QUESTIONS ON THE MATERIAL –
[1] List the names of all functions defined with def in the code listing.
[2] Reproduce the code listing from "return reranked_results" up to and including "parts = line.split()", swapping "parsed_results" for "output_rows".
[3] In the code listing, what is the default batch_size of rerank_results?

SOURCE EXTRACT –

————————

In [8]:
import torch
from transformers import AutoModelForSequenceClassification
import re
import os
import gzip
import json
import tqdm
import multiprocessing

def get_document(doc_id, base_path="/root/data/msmarco_v2.1_doc_segmented/"):
    match = re.match(r'msmarco_v2\.1_doc_(\d+)_(\d+)#(\d+)_(\d+)', doc_id)
    if not match:
        raise ValueError(f"Invalid doc_id format: {doc_id}")
    
    shard_number = int(match.group(1))
    byte_offset = int(match.group(4))
    file_path = os.path.join(base_path, f"msmarco_v2.1_doc_segmented_{shard_number:02d}.json.gz")

    with gzip.open(file_path, 'rb') as f:
        f.seek(byte_offset)
        line = f.readline().decode('utf-8')
        
        try:
            document = json.loads(line)
            if document['docid'] == doc_id:
                return document
            else:
                raise ValueError(f"Document at offset does not match requested doc_id: {doc_id}")
        except json.JSONDecodeError:
            raise ValueError(f"Invalid JSON at offset {byte_offset} in file {file_path}")

def get_document_wrapper(doc_id):
    try:
        document = get_document(doc_id)
        return {'docid': doc_id, 'content': document['segment']}
    except Exception as e:
        print(f"Error retrieving document {doc_id}: {e}")
        return None

def rerank_results(query, results, batch_size=32):
    with multiprocessing.Pool(processes=16) as pool:
        documents = list(tqdm.tqdm(
            pool.imap(get_document_wrapper, [result['doc_id'] for result in results]),
            total=len(results),
            desc="Gathering documents"
        ))
    
    documents = [doc for doc in documents if doc is not None]
    
    all_scores = []
    for i in range(0, len(documents), batch_size):
        batch = documents[i:i+batch_size]
        sentence_pairs = [[query, doc['content']] for doc in batch]
        
        with torch.inference_mode():
            scores = model.compute_score(sentence_pairs, max_length=1024)
        
        all_scores.extend(scores.tolist())
    
    # Combine scores with original results and sort
    for result, score in zip(results[:len(all_scores)], all_scores):
        result['new_score'] = score
    
    reranked_results = sorted(results[:len(all_scores)], key=lambda x: x['new_score'], reverse=True)
    return reranked_results
def parse_results(results_string):
    parsed_results = []
    for line in results_string.strip().split('\n'):
        parts = line.split()

————————

[Collected data]
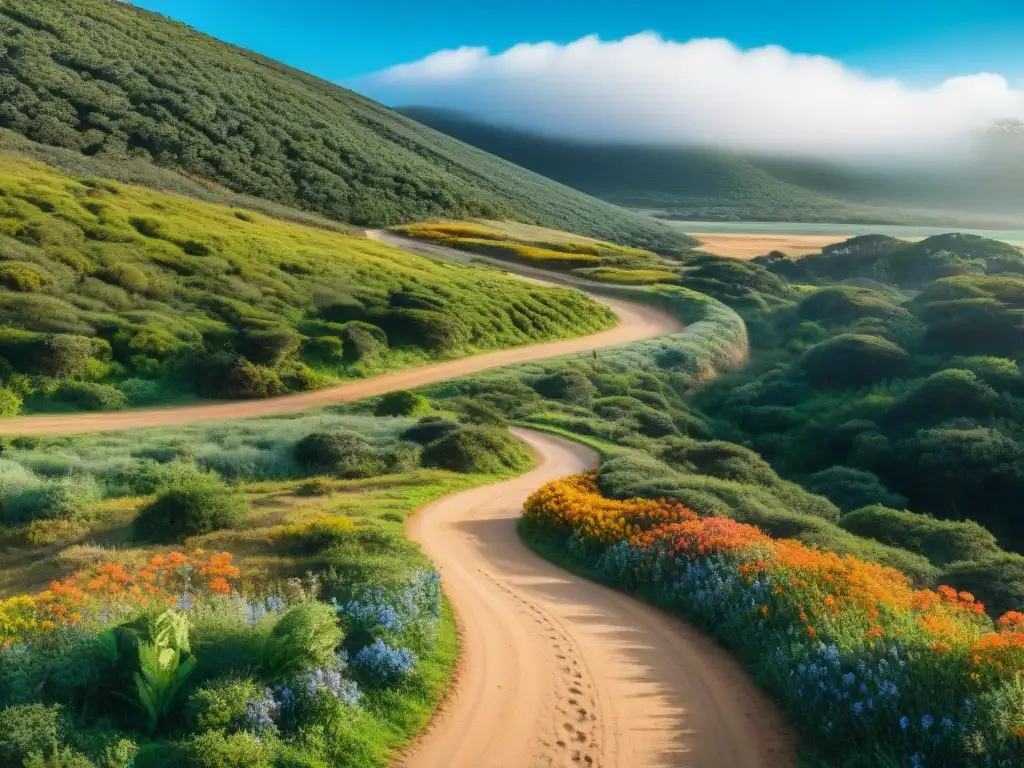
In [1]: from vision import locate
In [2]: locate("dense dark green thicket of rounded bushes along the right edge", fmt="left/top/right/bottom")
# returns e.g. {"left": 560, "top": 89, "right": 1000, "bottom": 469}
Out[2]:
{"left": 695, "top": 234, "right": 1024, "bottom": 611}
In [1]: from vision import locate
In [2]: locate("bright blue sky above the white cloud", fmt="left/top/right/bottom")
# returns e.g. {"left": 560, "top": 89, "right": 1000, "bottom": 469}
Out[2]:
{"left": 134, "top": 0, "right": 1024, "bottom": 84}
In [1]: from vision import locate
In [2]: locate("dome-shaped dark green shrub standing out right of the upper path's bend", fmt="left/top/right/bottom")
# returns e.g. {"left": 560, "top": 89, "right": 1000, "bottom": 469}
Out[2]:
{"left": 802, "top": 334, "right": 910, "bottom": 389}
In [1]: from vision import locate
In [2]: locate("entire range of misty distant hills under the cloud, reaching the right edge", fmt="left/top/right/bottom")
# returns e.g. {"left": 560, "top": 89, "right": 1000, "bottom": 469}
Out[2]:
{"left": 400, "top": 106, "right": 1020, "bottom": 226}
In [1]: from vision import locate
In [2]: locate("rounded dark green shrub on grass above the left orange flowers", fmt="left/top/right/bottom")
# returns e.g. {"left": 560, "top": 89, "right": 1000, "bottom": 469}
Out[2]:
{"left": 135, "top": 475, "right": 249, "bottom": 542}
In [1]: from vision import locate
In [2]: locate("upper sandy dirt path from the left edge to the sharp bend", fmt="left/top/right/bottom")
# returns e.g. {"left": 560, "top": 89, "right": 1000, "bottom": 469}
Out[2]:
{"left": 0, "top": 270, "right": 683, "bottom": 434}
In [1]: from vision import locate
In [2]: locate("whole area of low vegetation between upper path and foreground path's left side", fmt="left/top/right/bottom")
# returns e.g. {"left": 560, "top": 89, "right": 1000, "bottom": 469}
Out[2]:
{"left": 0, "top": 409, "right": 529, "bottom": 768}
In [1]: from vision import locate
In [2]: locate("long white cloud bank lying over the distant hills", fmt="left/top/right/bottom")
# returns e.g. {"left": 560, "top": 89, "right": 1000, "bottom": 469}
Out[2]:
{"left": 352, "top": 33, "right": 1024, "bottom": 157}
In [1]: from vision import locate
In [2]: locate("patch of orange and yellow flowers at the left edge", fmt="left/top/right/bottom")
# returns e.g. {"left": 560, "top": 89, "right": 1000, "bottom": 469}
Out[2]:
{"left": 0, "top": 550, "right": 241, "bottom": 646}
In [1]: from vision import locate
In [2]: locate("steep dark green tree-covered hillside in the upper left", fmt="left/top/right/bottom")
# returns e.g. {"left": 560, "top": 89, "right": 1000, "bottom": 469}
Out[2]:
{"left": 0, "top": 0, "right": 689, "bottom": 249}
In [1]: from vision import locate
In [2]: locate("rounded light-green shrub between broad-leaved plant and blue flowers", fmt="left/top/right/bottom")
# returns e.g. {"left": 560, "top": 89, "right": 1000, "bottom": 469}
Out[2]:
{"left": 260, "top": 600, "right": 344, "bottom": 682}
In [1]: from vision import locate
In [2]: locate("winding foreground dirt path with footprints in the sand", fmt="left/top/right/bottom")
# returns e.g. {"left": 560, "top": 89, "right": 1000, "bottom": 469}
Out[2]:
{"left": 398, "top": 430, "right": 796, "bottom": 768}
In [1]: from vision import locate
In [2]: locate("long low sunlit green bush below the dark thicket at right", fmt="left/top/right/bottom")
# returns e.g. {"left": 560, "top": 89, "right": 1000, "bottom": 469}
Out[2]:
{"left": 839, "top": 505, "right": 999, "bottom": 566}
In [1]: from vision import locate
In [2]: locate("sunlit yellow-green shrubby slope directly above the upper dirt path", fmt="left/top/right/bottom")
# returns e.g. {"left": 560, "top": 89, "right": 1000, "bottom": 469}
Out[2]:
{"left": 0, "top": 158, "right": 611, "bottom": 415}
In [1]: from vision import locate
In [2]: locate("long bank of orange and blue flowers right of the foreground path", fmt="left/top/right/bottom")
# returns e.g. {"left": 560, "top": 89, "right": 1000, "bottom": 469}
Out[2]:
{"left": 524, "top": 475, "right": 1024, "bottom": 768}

————————

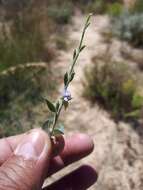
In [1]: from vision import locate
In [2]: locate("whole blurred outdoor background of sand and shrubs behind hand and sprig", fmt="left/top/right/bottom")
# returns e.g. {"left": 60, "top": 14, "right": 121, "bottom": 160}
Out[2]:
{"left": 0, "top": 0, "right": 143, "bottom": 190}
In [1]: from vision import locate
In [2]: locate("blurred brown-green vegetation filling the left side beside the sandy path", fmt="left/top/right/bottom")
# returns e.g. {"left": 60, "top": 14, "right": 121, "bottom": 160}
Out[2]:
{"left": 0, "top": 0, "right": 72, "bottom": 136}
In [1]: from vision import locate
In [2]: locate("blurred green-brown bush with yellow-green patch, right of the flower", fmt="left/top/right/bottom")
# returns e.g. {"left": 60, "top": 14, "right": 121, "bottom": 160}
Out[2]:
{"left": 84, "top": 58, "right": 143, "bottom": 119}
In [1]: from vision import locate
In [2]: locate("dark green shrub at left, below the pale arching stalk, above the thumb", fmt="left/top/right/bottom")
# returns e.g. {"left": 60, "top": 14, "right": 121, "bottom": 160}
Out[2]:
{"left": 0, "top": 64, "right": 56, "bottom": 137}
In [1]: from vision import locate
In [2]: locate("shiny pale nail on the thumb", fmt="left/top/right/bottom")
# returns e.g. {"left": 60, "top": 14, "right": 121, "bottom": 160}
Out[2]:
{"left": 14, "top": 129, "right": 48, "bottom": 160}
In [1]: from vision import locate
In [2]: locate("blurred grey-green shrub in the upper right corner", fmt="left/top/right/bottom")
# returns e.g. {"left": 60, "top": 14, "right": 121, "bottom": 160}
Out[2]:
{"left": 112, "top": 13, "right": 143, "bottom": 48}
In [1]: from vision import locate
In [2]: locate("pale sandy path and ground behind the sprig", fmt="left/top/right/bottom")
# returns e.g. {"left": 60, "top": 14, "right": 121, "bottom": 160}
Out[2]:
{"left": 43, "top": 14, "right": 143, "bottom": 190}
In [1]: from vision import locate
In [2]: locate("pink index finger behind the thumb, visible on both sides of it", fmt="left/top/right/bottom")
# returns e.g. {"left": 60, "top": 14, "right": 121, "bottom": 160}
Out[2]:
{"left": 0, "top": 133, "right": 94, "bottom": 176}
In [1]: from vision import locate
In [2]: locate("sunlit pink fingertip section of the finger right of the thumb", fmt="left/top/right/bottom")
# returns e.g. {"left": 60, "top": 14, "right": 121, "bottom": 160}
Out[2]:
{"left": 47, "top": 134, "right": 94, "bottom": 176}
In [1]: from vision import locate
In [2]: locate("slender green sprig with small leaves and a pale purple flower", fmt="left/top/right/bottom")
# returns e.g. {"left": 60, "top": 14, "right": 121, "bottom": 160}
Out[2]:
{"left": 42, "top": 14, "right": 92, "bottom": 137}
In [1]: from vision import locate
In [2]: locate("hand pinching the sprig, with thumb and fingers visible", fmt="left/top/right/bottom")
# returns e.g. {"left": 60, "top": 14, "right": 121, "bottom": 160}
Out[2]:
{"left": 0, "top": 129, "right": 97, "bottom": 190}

————————

SOLUTIONS IN ORDER –
[1] get_document, get_document_wrapper, rerank_results, parse_results

[2]
return reranked_results
def parse_results(results_string):
    output_rows = []
    for line in results_string.strip().split('\n'):
        parts = line.split()

[3] 32